- **Job 1**:
Please report every line of the records that contains the word "wooden", copying each such line in full. Case counts.
** Begin Page text **
I like that the World Bridge website has a step by step guide of filling out this visa..
I also understand what I have to do for the application, and what I must do when I go over there to marry him..I know that after marriage I'll extend my visa for 2 years which is a probationary period where I can work, etc and then after that I can finally look into settlement..I'd like to become a dual citizen as well..


Okay so I was thinking also about using A BRIGGS since they are in New York and that is where I will be sending all my stuff into and the city is extremely close to me. I also read a lot of good things about them so I might just use them!

Now my Questions:

** I will be applying for my fiance visa online. I then know that at the end of the application I must pay the fees and set up an appointment for my biometrics to be taken..Once I go for that appointment I get the info. from them that I went and then I can print off my application and send in the biometrics info. and all of my supporting documents, correct?

**I read a guide about what the visa application looks like..Now me and my fiance have not set a date for our wedding yet, although we have gotten many things in order , the one gov. site said not to make any travel or book anything until you have your visa..Therefore, the second I get my visa I will set a date.
** End Page text **
** Begin Input data **
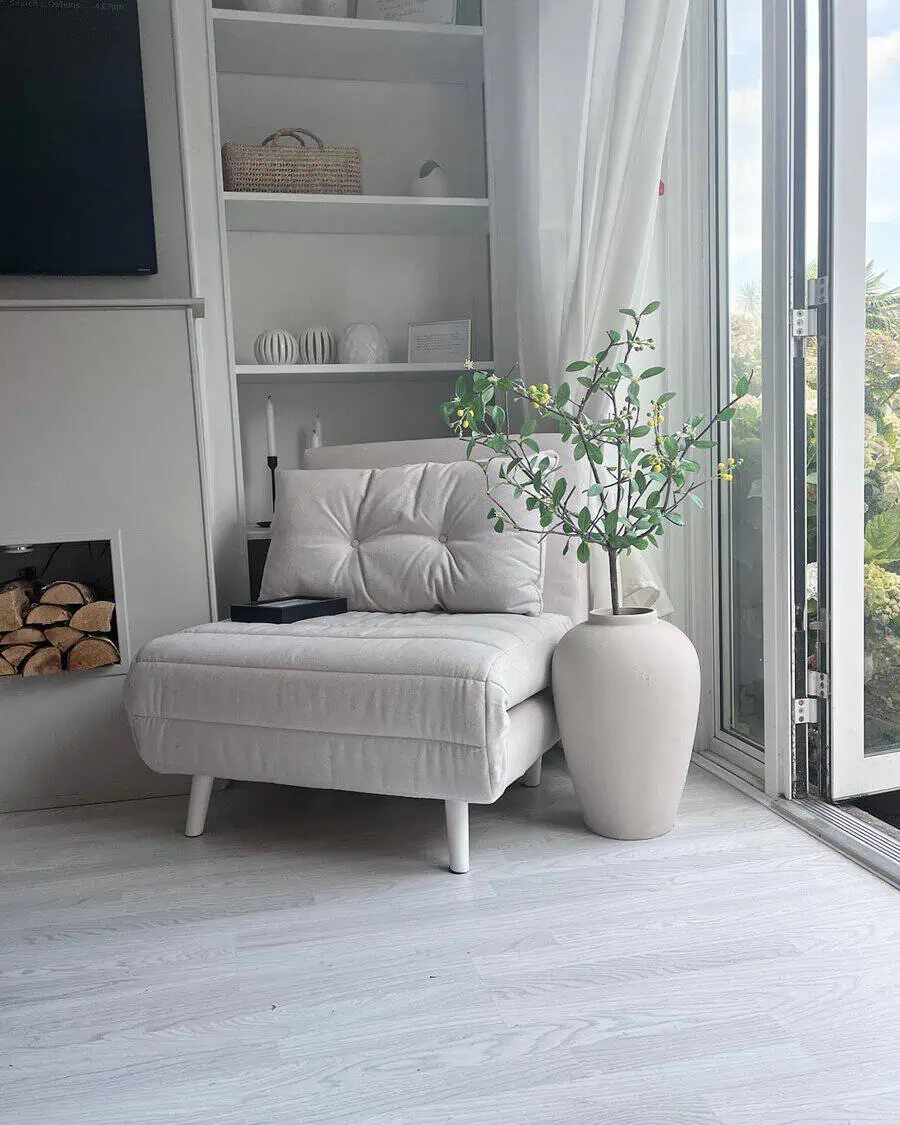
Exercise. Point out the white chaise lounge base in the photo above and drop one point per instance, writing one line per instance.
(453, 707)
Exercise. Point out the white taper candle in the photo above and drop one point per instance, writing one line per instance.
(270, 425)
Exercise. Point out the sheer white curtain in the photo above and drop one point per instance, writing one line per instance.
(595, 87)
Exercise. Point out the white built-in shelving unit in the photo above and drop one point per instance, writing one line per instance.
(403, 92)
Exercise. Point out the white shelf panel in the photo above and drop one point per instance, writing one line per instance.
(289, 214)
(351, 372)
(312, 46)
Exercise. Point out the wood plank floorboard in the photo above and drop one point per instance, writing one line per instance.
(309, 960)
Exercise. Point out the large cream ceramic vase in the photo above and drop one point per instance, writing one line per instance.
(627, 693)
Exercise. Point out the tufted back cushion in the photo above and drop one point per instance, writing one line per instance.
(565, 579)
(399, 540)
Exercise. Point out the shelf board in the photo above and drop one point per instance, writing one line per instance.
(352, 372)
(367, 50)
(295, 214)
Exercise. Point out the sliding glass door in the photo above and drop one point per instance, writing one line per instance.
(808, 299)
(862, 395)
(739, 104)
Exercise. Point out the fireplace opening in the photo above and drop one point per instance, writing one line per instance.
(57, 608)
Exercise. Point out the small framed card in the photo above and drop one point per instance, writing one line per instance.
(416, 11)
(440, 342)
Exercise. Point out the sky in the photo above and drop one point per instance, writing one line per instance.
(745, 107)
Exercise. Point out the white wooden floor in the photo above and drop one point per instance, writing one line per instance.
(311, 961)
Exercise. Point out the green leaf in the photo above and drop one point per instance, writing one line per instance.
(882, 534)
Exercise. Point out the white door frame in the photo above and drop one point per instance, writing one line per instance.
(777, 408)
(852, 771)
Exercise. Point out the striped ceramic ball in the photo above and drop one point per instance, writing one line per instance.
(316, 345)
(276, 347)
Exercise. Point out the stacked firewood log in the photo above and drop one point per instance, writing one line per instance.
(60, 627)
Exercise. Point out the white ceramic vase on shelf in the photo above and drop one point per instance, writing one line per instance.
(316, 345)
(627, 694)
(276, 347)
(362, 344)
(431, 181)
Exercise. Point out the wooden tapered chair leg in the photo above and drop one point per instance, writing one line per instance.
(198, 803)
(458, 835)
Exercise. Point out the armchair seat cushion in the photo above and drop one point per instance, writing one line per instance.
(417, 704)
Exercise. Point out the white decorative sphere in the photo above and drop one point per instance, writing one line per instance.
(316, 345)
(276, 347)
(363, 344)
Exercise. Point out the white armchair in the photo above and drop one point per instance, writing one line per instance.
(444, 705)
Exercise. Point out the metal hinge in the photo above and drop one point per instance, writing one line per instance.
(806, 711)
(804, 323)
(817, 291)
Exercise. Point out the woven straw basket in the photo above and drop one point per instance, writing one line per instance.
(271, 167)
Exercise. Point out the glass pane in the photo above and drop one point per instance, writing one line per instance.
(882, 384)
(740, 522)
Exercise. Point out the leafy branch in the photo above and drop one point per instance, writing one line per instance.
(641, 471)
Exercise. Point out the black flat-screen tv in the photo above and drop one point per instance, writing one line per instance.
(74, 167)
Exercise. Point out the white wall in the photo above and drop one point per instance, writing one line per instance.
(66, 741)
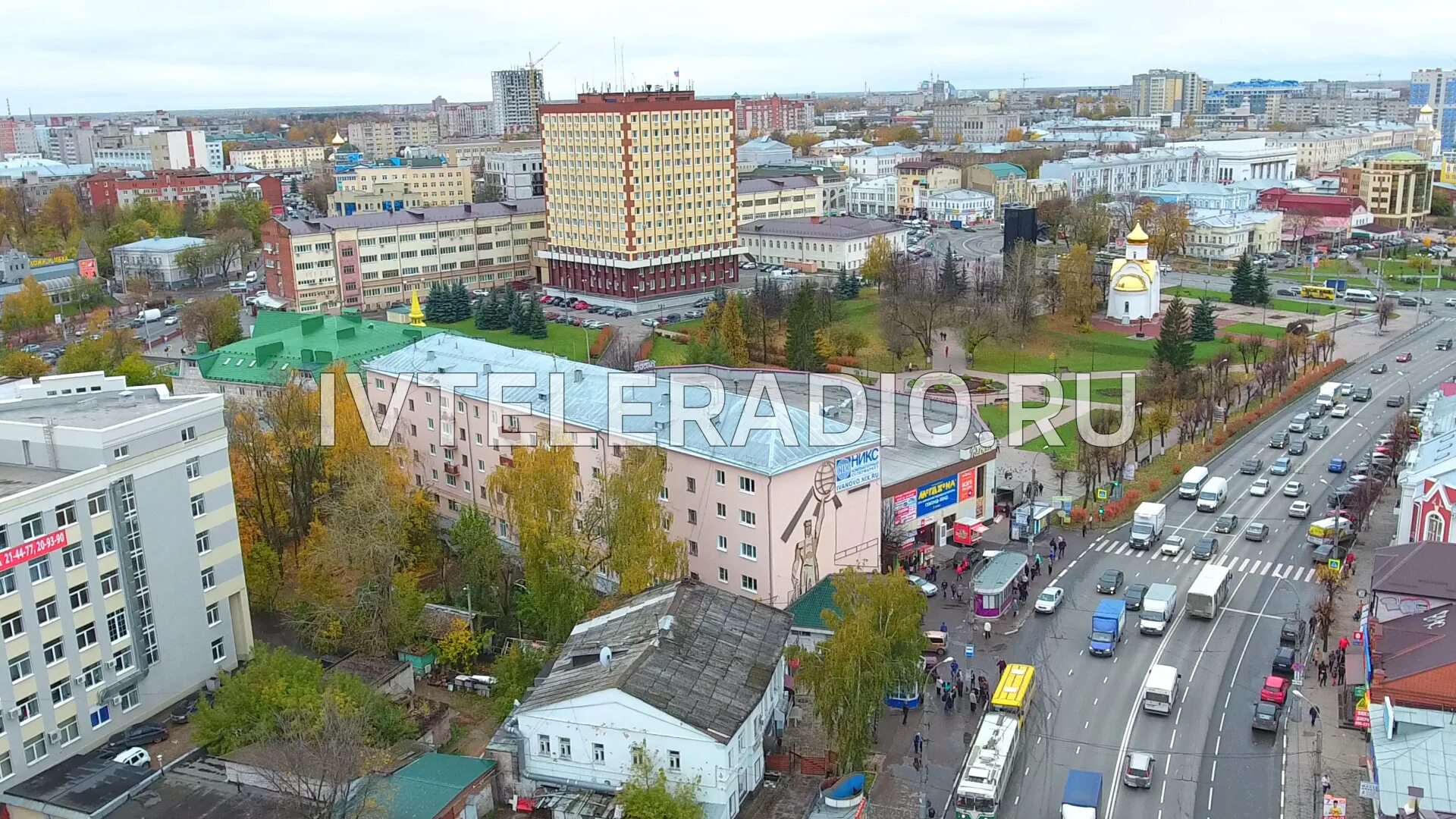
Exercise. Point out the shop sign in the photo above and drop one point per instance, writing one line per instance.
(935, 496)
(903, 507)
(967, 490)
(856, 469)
** End Input data **
- **Job 2**:
According to the forum post about the fiance visa, for how long does the writer expect to extend the visa after marriage?

- **Full solution 1**:
Exercise. Point out the white wooden floor in the photo above and drop one point per instance, writing one line per instance.
Exercise. Point out the wooden tapered chair leg in the photo above and drop one point per instance, writing one line per instance.

- **Full solution 2**:
For 2 years.